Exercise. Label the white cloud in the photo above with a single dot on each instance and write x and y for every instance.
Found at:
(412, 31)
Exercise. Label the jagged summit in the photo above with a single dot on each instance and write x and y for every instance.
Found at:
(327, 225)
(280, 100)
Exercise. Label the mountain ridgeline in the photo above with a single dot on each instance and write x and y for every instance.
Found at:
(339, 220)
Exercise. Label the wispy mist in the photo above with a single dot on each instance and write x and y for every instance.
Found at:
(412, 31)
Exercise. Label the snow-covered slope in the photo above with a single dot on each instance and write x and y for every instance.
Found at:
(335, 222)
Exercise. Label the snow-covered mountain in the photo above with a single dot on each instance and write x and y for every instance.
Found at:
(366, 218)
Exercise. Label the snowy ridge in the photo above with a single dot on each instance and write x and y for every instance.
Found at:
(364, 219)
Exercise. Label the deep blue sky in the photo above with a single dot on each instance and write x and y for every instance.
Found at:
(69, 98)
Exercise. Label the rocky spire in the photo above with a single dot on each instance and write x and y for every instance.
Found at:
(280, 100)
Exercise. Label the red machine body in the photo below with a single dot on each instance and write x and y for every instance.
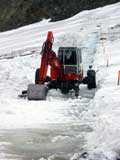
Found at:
(57, 69)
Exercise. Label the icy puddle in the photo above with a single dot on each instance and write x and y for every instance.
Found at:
(59, 140)
(32, 144)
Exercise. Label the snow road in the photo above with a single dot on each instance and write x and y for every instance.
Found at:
(62, 127)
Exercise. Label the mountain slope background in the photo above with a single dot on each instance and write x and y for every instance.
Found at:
(14, 13)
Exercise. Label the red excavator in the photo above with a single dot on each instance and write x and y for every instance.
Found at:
(66, 72)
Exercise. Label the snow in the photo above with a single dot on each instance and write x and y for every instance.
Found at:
(91, 121)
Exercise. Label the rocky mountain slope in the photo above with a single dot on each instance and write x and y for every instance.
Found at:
(14, 13)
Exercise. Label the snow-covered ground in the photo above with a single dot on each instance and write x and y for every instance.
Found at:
(62, 126)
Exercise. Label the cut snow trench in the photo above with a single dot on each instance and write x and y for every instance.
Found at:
(56, 124)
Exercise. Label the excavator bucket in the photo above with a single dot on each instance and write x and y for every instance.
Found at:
(36, 92)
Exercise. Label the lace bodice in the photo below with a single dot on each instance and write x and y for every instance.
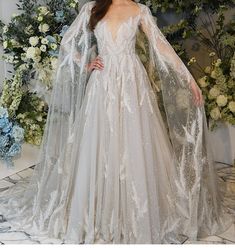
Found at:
(125, 36)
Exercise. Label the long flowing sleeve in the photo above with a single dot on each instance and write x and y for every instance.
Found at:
(42, 204)
(162, 46)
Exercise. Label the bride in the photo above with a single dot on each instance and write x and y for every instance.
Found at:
(111, 169)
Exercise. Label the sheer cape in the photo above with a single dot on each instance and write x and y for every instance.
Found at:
(39, 204)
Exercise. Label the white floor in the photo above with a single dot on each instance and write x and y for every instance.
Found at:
(8, 237)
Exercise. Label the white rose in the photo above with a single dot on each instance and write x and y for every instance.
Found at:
(218, 62)
(14, 42)
(221, 100)
(214, 92)
(231, 106)
(43, 48)
(44, 41)
(33, 40)
(53, 46)
(44, 28)
(215, 113)
(203, 81)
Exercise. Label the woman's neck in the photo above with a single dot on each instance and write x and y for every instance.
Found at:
(118, 2)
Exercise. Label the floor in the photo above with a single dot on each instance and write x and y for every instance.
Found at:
(8, 237)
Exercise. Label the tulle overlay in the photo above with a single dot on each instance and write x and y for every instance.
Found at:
(109, 171)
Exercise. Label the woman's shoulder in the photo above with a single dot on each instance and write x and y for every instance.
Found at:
(88, 5)
(143, 7)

- What the task requires:
Look through the material and find each line that includes "white", then copy it.

- Solution:
Exercise. Label the white cloud in the photo above with a single dot on each instance and write x and y for every instance.
Exercise. Label the white floor in the photo above with a single dot on each instance and write x and y for every instance.
Exercise. Label the white rose in the photo above with a single dot on each instance and write x and y for every instance.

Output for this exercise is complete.